> **DESCRIPTION OF THE TASK**
Return every line of the records that contains the word "blue". Case counts.

┌──

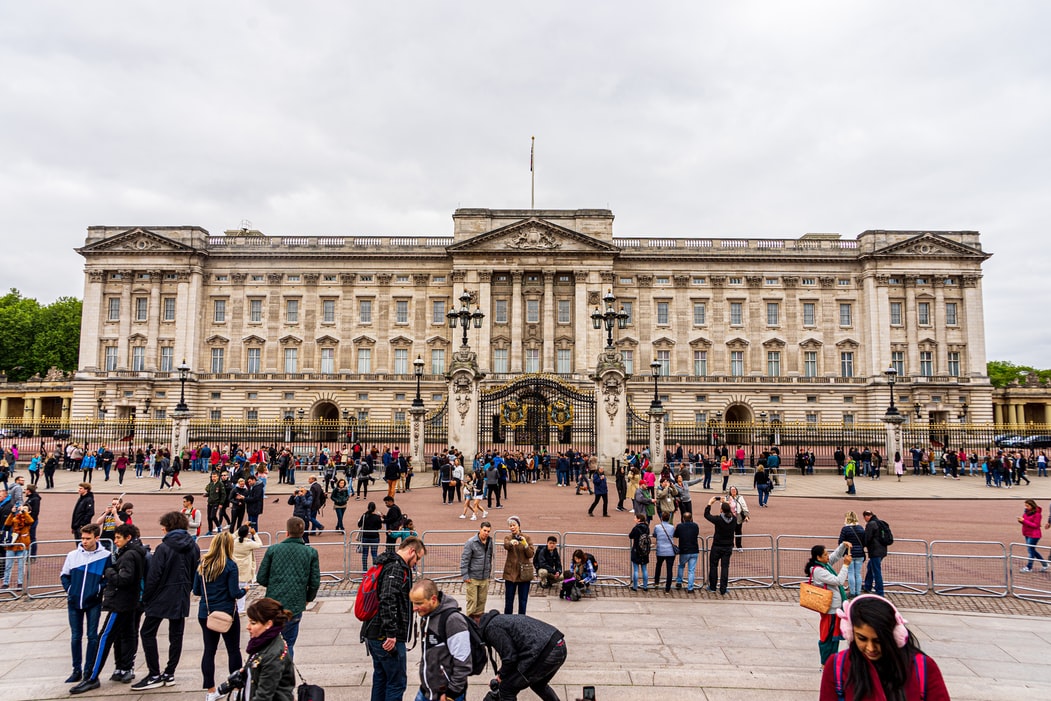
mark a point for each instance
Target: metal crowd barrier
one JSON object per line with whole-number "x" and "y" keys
{"x": 613, "y": 552}
{"x": 1033, "y": 585}
{"x": 956, "y": 573}
{"x": 753, "y": 565}
{"x": 906, "y": 568}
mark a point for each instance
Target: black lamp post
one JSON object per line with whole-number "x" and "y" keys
{"x": 464, "y": 315}
{"x": 610, "y": 317}
{"x": 184, "y": 373}
{"x": 417, "y": 367}
{"x": 655, "y": 371}
{"x": 891, "y": 373}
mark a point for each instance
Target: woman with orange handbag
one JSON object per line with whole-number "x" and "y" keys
{"x": 821, "y": 572}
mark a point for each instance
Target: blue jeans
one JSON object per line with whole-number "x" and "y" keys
{"x": 689, "y": 561}
{"x": 510, "y": 589}
{"x": 291, "y": 633}
{"x": 853, "y": 576}
{"x": 873, "y": 576}
{"x": 77, "y": 631}
{"x": 389, "y": 675}
{"x": 637, "y": 571}
{"x": 1033, "y": 554}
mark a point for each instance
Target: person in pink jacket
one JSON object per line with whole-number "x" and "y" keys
{"x": 1030, "y": 520}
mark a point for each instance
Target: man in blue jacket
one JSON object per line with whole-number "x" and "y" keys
{"x": 82, "y": 579}
{"x": 166, "y": 595}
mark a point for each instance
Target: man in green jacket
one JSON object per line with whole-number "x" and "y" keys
{"x": 291, "y": 575}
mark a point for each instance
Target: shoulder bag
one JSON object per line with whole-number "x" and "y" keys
{"x": 220, "y": 621}
{"x": 813, "y": 597}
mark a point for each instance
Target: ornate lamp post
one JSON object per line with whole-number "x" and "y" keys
{"x": 184, "y": 373}
{"x": 891, "y": 374}
{"x": 417, "y": 367}
{"x": 464, "y": 316}
{"x": 610, "y": 317}
{"x": 655, "y": 371}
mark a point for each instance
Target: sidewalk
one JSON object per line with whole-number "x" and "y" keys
{"x": 627, "y": 648}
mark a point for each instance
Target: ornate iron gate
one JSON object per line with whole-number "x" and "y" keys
{"x": 536, "y": 412}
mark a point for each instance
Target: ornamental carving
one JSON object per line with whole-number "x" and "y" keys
{"x": 534, "y": 239}
{"x": 612, "y": 389}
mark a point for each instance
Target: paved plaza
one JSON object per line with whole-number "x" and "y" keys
{"x": 751, "y": 644}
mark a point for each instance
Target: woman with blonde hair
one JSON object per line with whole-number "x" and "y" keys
{"x": 217, "y": 583}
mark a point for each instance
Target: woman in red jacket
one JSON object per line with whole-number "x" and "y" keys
{"x": 883, "y": 660}
{"x": 1030, "y": 520}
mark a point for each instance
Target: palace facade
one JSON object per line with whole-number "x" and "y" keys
{"x": 788, "y": 329}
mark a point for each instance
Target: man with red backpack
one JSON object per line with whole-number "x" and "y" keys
{"x": 386, "y": 626}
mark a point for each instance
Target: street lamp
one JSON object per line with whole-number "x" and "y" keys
{"x": 464, "y": 315}
{"x": 891, "y": 373}
{"x": 184, "y": 373}
{"x": 417, "y": 367}
{"x": 655, "y": 371}
{"x": 610, "y": 317}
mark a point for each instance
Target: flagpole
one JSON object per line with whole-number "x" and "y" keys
{"x": 532, "y": 174}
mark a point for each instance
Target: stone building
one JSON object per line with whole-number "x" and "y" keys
{"x": 794, "y": 330}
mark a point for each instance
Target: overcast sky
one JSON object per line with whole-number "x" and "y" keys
{"x": 685, "y": 119}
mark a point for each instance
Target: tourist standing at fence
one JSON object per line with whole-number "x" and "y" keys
{"x": 722, "y": 543}
{"x": 601, "y": 493}
{"x": 1030, "y": 520}
{"x": 821, "y": 571}
{"x": 740, "y": 511}
{"x": 291, "y": 574}
{"x": 166, "y": 596}
{"x": 876, "y": 551}
{"x": 82, "y": 579}
{"x": 853, "y": 535}
{"x": 476, "y": 570}
{"x": 83, "y": 511}
{"x": 517, "y": 567}
{"x": 386, "y": 633}
{"x": 883, "y": 660}
{"x": 687, "y": 538}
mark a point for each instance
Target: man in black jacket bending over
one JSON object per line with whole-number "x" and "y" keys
{"x": 531, "y": 654}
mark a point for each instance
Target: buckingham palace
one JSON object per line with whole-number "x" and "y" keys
{"x": 335, "y": 327}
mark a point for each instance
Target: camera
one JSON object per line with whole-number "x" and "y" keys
{"x": 235, "y": 680}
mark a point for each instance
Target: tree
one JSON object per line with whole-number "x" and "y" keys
{"x": 37, "y": 337}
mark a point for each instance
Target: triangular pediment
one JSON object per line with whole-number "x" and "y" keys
{"x": 136, "y": 241}
{"x": 532, "y": 235}
{"x": 928, "y": 244}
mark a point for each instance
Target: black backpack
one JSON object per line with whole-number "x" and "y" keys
{"x": 479, "y": 652}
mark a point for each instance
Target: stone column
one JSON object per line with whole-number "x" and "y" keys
{"x": 548, "y": 312}
{"x": 611, "y": 415}
{"x": 417, "y": 437}
{"x": 464, "y": 377}
{"x": 517, "y": 312}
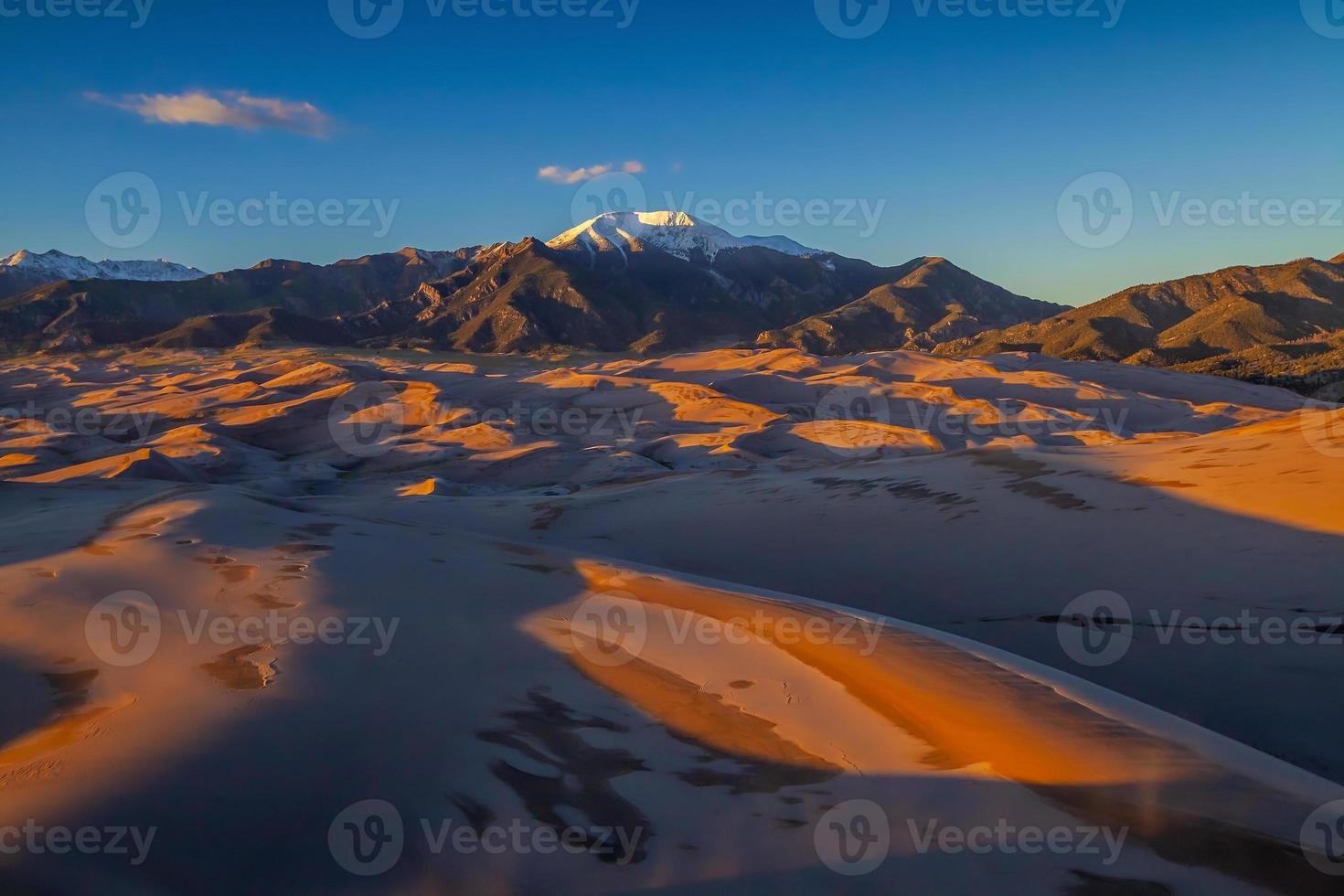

└──

> **COMPLETE ANSWER**
Target: blue jeans
Target: man in blue jacket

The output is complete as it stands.